# Exercise task
Output the entries below as a Markdown table with the columns Row and Line, one row per line and a row number in each. Leave out blank lines.

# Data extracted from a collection
-----

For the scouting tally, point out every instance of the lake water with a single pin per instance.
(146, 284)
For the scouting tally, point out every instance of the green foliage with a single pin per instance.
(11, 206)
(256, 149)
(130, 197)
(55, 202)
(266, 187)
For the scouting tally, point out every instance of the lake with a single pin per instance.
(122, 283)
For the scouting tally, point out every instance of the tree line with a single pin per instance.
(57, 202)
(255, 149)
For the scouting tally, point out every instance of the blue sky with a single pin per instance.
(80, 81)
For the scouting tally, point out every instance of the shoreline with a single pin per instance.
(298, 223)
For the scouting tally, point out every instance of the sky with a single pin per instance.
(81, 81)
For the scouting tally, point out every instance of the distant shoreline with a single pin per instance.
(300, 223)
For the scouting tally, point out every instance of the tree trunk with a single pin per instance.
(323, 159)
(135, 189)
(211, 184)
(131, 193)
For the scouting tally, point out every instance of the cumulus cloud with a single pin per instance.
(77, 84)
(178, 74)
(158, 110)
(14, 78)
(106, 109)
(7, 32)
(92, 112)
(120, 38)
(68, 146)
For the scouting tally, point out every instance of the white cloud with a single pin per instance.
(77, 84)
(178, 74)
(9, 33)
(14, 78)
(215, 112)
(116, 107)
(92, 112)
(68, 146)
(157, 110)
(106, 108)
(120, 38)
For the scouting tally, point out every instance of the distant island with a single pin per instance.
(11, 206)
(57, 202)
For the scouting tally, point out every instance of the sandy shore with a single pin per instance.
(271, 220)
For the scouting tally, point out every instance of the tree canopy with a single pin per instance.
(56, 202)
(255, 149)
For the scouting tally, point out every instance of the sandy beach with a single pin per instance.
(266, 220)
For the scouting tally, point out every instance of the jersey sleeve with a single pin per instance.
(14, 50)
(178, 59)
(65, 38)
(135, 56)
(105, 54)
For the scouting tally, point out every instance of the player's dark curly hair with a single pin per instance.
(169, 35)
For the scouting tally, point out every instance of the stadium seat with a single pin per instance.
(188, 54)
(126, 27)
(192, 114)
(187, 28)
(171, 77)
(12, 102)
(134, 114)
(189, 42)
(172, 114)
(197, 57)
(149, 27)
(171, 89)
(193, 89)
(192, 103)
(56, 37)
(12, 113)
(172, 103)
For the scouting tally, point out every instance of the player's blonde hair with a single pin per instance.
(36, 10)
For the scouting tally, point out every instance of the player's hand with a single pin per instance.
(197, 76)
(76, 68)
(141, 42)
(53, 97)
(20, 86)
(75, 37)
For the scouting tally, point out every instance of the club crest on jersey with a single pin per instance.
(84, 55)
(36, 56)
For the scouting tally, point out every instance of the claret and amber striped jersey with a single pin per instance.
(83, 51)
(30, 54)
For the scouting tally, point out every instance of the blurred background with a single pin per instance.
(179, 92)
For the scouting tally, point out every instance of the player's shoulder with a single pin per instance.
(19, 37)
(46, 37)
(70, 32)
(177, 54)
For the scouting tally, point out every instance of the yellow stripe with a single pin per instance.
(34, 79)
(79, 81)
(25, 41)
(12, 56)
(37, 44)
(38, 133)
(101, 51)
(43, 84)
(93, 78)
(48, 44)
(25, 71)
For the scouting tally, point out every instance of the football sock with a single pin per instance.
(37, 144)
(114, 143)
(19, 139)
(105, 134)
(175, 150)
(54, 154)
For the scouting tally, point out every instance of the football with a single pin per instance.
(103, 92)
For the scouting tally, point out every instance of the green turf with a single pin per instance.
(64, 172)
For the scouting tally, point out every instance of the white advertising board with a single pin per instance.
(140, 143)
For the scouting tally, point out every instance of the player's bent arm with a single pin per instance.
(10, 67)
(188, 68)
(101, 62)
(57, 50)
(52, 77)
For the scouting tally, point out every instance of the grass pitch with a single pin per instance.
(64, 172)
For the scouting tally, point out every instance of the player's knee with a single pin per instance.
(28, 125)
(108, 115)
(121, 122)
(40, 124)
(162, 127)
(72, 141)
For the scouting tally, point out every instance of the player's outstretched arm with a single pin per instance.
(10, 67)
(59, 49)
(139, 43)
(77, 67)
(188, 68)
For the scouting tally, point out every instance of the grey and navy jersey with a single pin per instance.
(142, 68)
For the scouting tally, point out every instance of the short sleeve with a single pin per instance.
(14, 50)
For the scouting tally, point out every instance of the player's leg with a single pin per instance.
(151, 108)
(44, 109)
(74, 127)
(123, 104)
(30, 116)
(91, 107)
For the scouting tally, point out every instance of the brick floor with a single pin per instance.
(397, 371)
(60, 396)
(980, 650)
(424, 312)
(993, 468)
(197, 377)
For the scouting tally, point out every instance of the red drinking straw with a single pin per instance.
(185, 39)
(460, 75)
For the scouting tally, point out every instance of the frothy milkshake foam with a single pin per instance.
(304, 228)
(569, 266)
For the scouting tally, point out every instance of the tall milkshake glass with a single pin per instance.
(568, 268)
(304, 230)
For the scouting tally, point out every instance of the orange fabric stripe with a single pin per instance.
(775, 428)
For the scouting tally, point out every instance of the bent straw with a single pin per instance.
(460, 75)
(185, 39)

-----

# Correct answer
| Row | Line |
|---|---|
| 1 | For the scouting tally, point out every instance of the lake water with a single pin per instance. |
| 2 | (146, 284) |
| 3 | For the scouting tally, point out every instance of the green foliage with a single pin per instance. |
| 4 | (11, 206) |
| 5 | (256, 149) |
| 6 | (130, 197) |
| 7 | (55, 202) |
| 8 | (266, 187) |
| 9 | For the scouting tally, point out every instance of the lake with a single pin per instance. |
| 10 | (122, 283) |
| 11 | For the scouting tally, point out every instance of the tree line with a single pin per instance. |
| 12 | (57, 202) |
| 13 | (255, 149) |
| 14 | For the scouting tally, point out every instance of the blue sky with a single pin per instance. |
| 15 | (80, 81) |
| 16 | For the scouting tally, point out every instance of the shoreline with a single pin per instance. |
| 17 | (298, 223) |
| 18 | For the scouting tally, point out every instance of the sky with a single pin per instance. |
| 19 | (81, 81) |
| 20 | For the scouting tally, point out every instance of the distant shoreline with a single pin per instance. |
| 21 | (300, 223) |
| 22 | For the scouting tally, point out every instance of the tree trunk with a single pin per instance. |
| 23 | (323, 159) |
| 24 | (135, 189) |
| 25 | (211, 184) |
| 26 | (131, 193) |
| 27 | For the scouting tally, point out every instance of the cumulus cloud with a single pin per instance. |
| 28 | (77, 84) |
| 29 | (178, 74) |
| 30 | (158, 110) |
| 31 | (14, 78) |
| 32 | (106, 109) |
| 33 | (7, 32) |
| 34 | (92, 112) |
| 35 | (120, 38) |
| 36 | (68, 146) |
| 37 | For the scouting tally, point out every instance of the white cloud with a single pin per instance. |
| 38 | (77, 84) |
| 39 | (178, 74) |
| 40 | (9, 33) |
| 41 | (14, 78) |
| 42 | (215, 112) |
| 43 | (116, 107) |
| 44 | (92, 112) |
| 45 | (68, 146) |
| 46 | (157, 110) |
| 47 | (106, 108) |
| 48 | (120, 38) |
| 49 | For the scouting tally, point out every instance of the distant island with a single pin per instance. |
| 50 | (11, 206) |
| 51 | (57, 202) |
| 52 | For the scouting tally, point out every instance of the sandy shore with a single pin per instance. |
| 53 | (271, 220) |
| 54 | For the scouting tally, point out every instance of the tree canopy with a single pin per instance. |
| 55 | (56, 202) |
| 56 | (255, 149) |
| 57 | For the scouting tally, point out every instance of the sandy beach with a single pin per instance. |
| 58 | (266, 220) |
| 59 | For the scouting tally, point out every instance of the jersey sleeve with a single pin per instance. |
| 60 | (14, 50) |
| 61 | (178, 59) |
| 62 | (65, 38) |
| 63 | (135, 56) |
| 64 | (105, 54) |
| 65 | For the scouting tally, point out every instance of the player's dark curly hair with a single pin per instance. |
| 66 | (169, 35) |
| 67 | For the scouting tally, point out every instance of the stadium seat with a single pin per instance. |
| 68 | (188, 54) |
| 69 | (126, 27) |
| 70 | (192, 114) |
| 71 | (187, 28) |
| 72 | (171, 77) |
| 73 | (12, 102) |
| 74 | (134, 114) |
| 75 | (189, 42) |
| 76 | (172, 114) |
| 77 | (197, 57) |
| 78 | (149, 27) |
| 79 | (171, 89) |
| 80 | (193, 89) |
| 81 | (192, 103) |
| 82 | (56, 37) |
| 83 | (12, 113) |
| 84 | (172, 103) |
| 85 | For the scouting tally, point out every instance of the player's blonde hair with a single pin per instance. |
| 86 | (36, 10) |
| 87 | For the scouting tally, point out every instance of the player's hand with a single pin per instance. |
| 88 | (197, 76) |
| 89 | (76, 68) |
| 90 | (141, 42) |
| 91 | (53, 97) |
| 92 | (20, 86) |
| 93 | (75, 37) |
| 94 | For the scouting tally, point out every instance of the club crest on jersey with a single pin per instance. |
| 95 | (84, 55) |
| 96 | (36, 56) |
| 97 | For the scouting tally, point out every instance of the claret and amber striped jersey with a single pin per instance. |
| 98 | (83, 51) |
| 99 | (30, 54) |
| 100 | For the scouting tally, point out every instance of the blurred background with a single pin per instance. |
| 101 | (179, 92) |
| 102 | For the scouting tally, point out every instance of the player's shoulder with a single pin per instance. |
| 103 | (19, 37) |
| 104 | (46, 37) |
| 105 | (70, 32) |
| 106 | (177, 54) |
| 107 | For the scouting tally, point out every instance of the yellow stripe with a single pin per instance. |
| 108 | (34, 79) |
| 109 | (79, 81) |
| 110 | (25, 41) |
| 111 | (12, 56) |
| 112 | (37, 44) |
| 113 | (38, 133) |
| 114 | (101, 51) |
| 115 | (43, 84) |
| 116 | (93, 78) |
| 117 | (48, 44) |
| 118 | (25, 71) |
| 119 | For the scouting tally, point out every instance of the football sock with a single pin per instance. |
| 120 | (37, 144) |
| 121 | (114, 143) |
| 122 | (19, 139) |
| 123 | (105, 134) |
| 124 | (175, 150) |
| 125 | (54, 154) |
| 126 | For the scouting tally, point out every instance of the football with a single pin per instance. |
| 127 | (103, 92) |
| 128 | For the scouting tally, point out every instance of the green turf with a single pin per instance. |
| 129 | (64, 172) |
| 130 | For the scouting tally, point out every instance of the white advertising board with a single pin per instance. |
| 131 | (140, 143) |
| 132 | For the scouting tally, point out every instance of the player's bent arm with a single pin per instance. |
| 133 | (10, 67) |
| 134 | (188, 68) |
| 135 | (101, 62) |
| 136 | (57, 50) |
| 137 | (52, 77) |
| 138 | For the scouting tally, point out every instance of the grass pitch with a single pin per instance. |
| 139 | (64, 172) |
| 140 | For the scouting tally, point out every instance of the player's knee with a single pin per instance. |
| 141 | (28, 125) |
| 142 | (108, 115) |
| 143 | (121, 122) |
| 144 | (40, 124) |
| 145 | (162, 127) |
| 146 | (72, 141) |
| 147 | For the scouting tally, point out every instance of the player's outstretched arm with a single pin per instance. |
| 148 | (10, 67) |
| 149 | (59, 49) |
| 150 | (139, 43) |
| 151 | (77, 67) |
| 152 | (188, 68) |
| 153 | For the scouting tally, point out every instance of the grey and navy jersey with a single pin per instance. |
| 154 | (142, 68) |
| 155 | For the scouting tally, point out every instance of the short sleeve with a single pin per instance. |
| 156 | (14, 50) |
| 157 | For the scouting tally, point out every instance of the player's leg with a single pin per instance. |
| 158 | (151, 108) |
| 159 | (44, 109) |
| 160 | (74, 127) |
| 161 | (123, 104) |
| 162 | (30, 116) |
| 163 | (91, 107) |
| 164 | For the scouting tally, point out every instance of the brick floor with a single pin per instance. |
| 165 | (397, 371) |
| 166 | (60, 396) |
| 167 | (980, 650) |
| 168 | (424, 312) |
| 169 | (993, 468) |
| 170 | (197, 377) |
| 171 | For the scouting tally, point out every instance of the red drinking straw with a single pin per instance. |
| 172 | (185, 39) |
| 173 | (460, 75) |
| 174 | For the scouting tally, point out every instance of the frothy milkshake foam with a single pin per instance. |
| 175 | (304, 228) |
| 176 | (569, 266) |
| 177 | For the scouting tally, point out every instance of the tall milkshake glass with a single pin per instance. |
| 178 | (568, 268) |
| 179 | (304, 230) |
| 180 | For the scouting tally, point out every instance of the orange fabric stripe with a single pin per instance. |
| 181 | (775, 428) |
| 182 | For the scouting tally, point out every instance of the bent straw with a single pin per instance. |
| 183 | (460, 75) |
| 184 | (185, 39) |